## START Supplied text

Throughout the rest of the Notebook, we’ll use two toy datasets created by a linear and a quadratic model respectively, so that we can better evaluate the fit of the model selection.

Right now, lets use an interactive session to play around with the data generation function in this Notebook, and get a feel for the possibilities of data we could generate.

$y_{i} = a + bx_{i} + cx_{i}^{2} + \epsilon_{i}$

where:
$$i \in n$$ datapoints

$\epsilon \sim \mathcal{N}(0,latent\_sigma\_y)$

Note on outliers

• We can use value p to set the (approximate) proportion of ‘outliers’ under a bernoulli distribution.

• These outliers have a 10x larger latent_sigma_y

• These outliers are labelled in the returned datasets and may be useful for other modelling, see another example Notebook: GLM: Robust Regression using Custom Likelihood for Outlier Classification

interactive(
interact_dataset,
n=[5, 50, 5],
p=[0, 0.5, 0.05],
a=[-50, 50],
b=[-10, 10],
c=[-3, 3],
latent_sigma_y=[0, 1000, 50],
)


Observe:

• I’ve shown the latent_error in errorbars, but this is for interest only, since this shows the inherent noise in whatever ‘physical process’ we imagine created the data.

• There is no measurement error.

• Datapoints created as outliers are shown in red, again for interest only.

### Create datasets for modelling#

We can use the above interactive plot to get a feel for the effect of the params. Now we’ll create 2 fixed datasets to use for the remainder of the Notebook.

1. For a start, we’ll create a linear model with small noise. Keep it simple.

2. Secondly, a quadratic model with small noise

n = 30
df_lin, dfp_lin = generate_data(n=n, p=0, a=-30, b=5, c=0, latent_sigma_y=40, seed=RANDOM_SEED)
df_quad, dfp_quad = generate_data(n=n, p=0, a=-200, b=2, c=3, latent_sigma_y=500, seed=RANDOM_SEED)


Scatterplot against model line

plot_datasets(df_lin, df_quad, dfp_lin, dfp_quad)


Observe:

• We now have two datasets df_lin and df_quad created by a linear model and quadratic model respectively.

• You can see this raw data, the ideal model fit and the effect of the latent noise in the scatterplots above

• In the following plots in this Notebook, the linear-generated data will be shown in Blue and the quadratic in Green.

## END Supplied text
## START Entries supplied

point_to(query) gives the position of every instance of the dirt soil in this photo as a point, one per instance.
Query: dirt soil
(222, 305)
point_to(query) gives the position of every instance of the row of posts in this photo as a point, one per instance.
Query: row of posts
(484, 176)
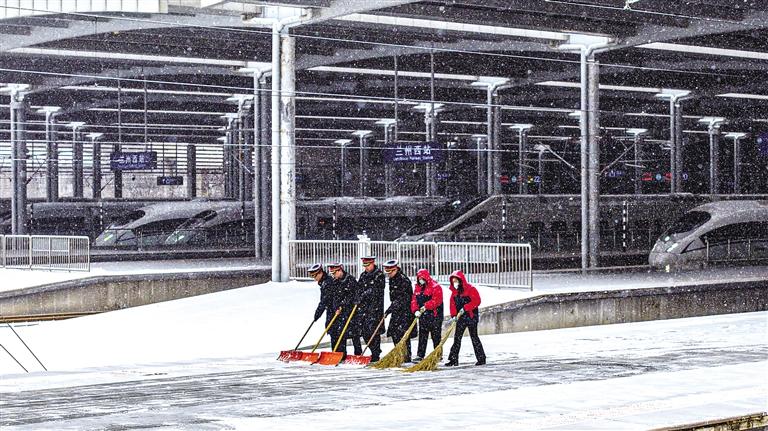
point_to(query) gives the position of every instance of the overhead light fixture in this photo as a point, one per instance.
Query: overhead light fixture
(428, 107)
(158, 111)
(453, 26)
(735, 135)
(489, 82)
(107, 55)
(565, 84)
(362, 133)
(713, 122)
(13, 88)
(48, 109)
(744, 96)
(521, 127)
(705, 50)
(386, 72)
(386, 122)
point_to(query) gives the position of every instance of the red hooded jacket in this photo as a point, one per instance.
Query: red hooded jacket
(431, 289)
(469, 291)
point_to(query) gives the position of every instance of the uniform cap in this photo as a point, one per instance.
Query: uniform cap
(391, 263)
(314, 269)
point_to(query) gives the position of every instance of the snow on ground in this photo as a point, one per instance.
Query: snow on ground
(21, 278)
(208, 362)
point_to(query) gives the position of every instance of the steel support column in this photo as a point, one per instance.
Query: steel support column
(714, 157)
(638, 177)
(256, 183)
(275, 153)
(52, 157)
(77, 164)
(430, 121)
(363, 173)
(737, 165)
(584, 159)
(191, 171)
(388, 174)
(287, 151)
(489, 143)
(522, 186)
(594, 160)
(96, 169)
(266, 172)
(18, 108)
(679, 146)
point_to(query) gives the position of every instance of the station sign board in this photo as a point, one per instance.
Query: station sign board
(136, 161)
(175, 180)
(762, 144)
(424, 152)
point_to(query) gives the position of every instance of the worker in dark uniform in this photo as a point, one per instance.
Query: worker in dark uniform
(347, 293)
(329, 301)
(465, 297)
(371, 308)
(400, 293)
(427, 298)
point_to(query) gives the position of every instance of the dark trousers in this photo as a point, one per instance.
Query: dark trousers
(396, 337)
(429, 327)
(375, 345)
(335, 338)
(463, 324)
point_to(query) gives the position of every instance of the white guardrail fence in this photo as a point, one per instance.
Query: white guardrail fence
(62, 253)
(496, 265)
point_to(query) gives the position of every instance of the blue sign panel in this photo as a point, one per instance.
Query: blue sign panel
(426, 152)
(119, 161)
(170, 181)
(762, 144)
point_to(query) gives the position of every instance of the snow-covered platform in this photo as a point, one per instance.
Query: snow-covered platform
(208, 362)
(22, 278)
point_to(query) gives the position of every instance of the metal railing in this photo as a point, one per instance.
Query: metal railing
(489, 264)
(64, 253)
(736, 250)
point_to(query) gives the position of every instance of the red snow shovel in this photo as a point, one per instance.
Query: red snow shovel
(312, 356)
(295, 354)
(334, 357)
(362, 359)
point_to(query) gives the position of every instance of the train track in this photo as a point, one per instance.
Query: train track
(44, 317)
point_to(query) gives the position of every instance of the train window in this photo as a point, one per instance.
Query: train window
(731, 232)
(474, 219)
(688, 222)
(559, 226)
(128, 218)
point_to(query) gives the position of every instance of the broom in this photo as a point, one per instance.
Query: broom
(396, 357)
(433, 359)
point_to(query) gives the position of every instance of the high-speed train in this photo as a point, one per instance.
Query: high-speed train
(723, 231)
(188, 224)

## END Entries supplied
## START Entries supplied

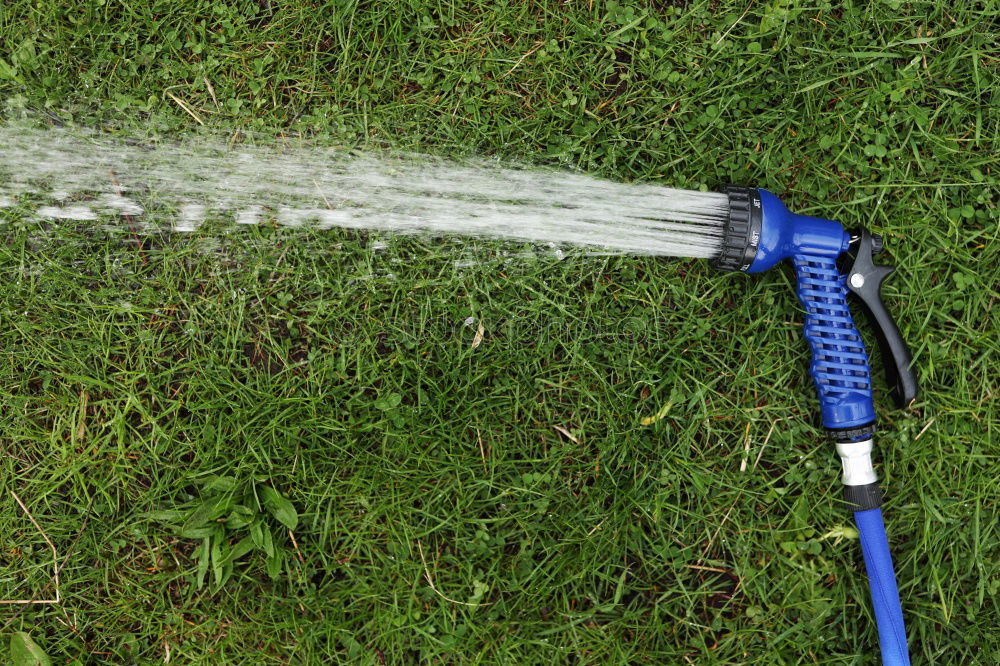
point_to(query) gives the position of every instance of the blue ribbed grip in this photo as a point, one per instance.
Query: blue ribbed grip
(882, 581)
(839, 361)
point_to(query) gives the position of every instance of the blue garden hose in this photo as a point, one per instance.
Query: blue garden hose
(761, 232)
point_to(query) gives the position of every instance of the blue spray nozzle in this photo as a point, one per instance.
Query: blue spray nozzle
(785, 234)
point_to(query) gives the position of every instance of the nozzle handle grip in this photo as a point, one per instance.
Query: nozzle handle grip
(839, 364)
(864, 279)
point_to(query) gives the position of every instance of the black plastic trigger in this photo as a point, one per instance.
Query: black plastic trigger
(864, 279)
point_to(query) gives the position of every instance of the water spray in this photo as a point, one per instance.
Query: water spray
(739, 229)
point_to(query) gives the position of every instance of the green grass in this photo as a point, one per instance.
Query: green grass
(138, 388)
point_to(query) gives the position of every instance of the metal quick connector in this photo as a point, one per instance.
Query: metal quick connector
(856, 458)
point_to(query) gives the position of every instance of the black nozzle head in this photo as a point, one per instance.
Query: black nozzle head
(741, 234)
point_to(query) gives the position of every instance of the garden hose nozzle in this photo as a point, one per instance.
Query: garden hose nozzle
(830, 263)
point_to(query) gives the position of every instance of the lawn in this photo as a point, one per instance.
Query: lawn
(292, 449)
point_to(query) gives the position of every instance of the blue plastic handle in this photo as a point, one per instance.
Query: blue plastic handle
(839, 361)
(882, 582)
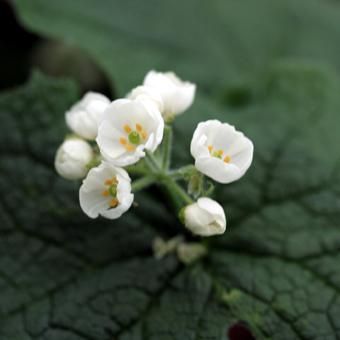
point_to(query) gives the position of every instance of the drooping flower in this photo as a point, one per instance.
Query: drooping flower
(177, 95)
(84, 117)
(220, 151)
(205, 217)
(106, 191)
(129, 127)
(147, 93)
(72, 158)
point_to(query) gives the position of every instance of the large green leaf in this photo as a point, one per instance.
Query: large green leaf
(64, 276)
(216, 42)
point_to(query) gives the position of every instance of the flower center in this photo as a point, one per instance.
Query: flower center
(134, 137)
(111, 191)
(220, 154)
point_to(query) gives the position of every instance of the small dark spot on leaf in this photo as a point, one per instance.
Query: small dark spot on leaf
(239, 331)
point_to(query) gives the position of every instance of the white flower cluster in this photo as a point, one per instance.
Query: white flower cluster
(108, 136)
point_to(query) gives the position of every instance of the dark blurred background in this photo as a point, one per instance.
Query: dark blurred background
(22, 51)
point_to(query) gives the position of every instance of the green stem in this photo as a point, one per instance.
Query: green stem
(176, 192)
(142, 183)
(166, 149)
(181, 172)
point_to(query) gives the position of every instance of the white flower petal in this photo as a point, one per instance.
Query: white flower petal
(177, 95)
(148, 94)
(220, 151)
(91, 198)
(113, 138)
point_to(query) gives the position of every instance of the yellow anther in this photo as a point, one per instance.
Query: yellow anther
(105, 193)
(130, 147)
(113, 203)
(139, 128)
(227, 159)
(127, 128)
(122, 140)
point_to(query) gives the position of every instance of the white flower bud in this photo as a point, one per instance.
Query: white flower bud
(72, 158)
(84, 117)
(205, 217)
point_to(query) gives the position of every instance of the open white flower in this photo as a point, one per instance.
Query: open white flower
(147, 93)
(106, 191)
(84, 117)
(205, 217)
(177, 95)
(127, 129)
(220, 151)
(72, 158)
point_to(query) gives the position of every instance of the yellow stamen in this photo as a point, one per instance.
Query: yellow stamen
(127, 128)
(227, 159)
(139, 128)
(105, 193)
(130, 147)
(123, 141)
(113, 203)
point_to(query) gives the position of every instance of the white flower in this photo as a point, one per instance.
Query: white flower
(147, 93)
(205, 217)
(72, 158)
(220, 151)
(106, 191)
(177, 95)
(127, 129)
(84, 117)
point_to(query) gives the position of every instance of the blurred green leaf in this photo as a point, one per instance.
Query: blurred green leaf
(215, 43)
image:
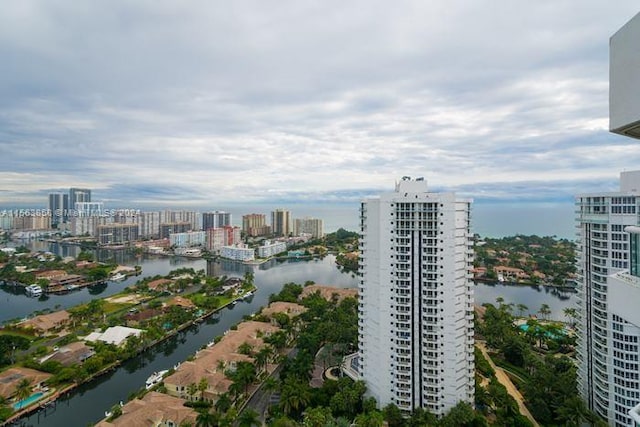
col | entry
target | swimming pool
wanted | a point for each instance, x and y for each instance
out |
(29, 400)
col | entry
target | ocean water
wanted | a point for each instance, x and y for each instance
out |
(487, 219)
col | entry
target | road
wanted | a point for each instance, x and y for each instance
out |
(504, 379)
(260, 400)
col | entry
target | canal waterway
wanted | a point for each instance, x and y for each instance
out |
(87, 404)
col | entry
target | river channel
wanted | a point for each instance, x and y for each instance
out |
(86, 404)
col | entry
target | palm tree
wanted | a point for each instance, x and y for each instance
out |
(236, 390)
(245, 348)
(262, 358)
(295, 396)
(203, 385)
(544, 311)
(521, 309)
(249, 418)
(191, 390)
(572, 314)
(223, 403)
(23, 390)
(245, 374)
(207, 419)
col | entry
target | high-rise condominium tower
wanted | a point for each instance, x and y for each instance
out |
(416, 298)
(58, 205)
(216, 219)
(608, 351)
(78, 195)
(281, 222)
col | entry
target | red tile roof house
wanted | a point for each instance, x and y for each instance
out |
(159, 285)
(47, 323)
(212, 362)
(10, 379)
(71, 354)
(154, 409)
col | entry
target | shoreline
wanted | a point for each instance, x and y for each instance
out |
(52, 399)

## END Entries supplied

◆ Task prompt
Pick up the notebook passage on the linear and quadratic toy datasets after its last sentence and continue it.

◆ Expected answer
### Standardize#

dfs_lin = df_lin.copy()
dfs_lin["x"] = (df_lin["x"] - df_lin["x"].mean()) / df_lin["x"].std()



Create ranges for later ylim xim

dfs_lin_xlims = (
dfs_lin["x"].min() - np.ptp(dfs_lin["x"].values) / 10,
dfs_lin["x"].max() + np.ptp(dfs_lin["x"].values) / 10,
)

dfs_lin_ylims = (
dfs_lin["y"].min() - np.ptp(dfs_lin["y"].values) / 10,
dfs_lin["y"].max() + np.ptp(dfs_lin["y"].values) / 10,
)

)


## Demonstrate simple linear model#

This linear model is really simple and conventional, an OLS with L2 constraints (Ridge Regression):

$y = a + bx + \epsilon$

### Define model using explicit PyMC3 method#

with pm.Model() as mdl_ols:
## define Normal priors to give Ridge regression
b0 = pm.Normal("Intercept", mu=0, sigma=100)
b1 = pm.Normal("x", mu=0, sigma=100)

## define Linear model
yest = b0 + b1 * df_lin["x"]

## define Normal likelihood with HalfCauchy noise (fat tails, equiv to HalfT 1DoF)
y_sigma = pm.HalfCauchy("y_sigma", beta=10)
likelihood = pm.Normal("likelihood", mu=yest, sigma=y_sigma, observed=df_lin["y"])

idata_ols = pm.sample(2000, return_inferencedata=True)

Auto-assigning NUTS sampler...
Initializing NUTS using jitter+adapt_diag...
Multiprocess sampling (4 chains in 4 jobs)
NUTS: [y_sigma, x, Intercept]

100.00% [12000/12000 00:04<00:00 Sampling 4 chains, 0 divergences]
Sampling 4 chains for 1_000 tune and 2_000 draw iterations (4_000 + 8_000 draws total) took 5 seconds.
The acceptance probability does not match the target. It is 0.886314395097965, but should be close to 0.8. Try to increase the number of tuning steps.

plt.rcParams["figure.constrained_layout.use"] = True
plot_annotated_trace(idata_ols)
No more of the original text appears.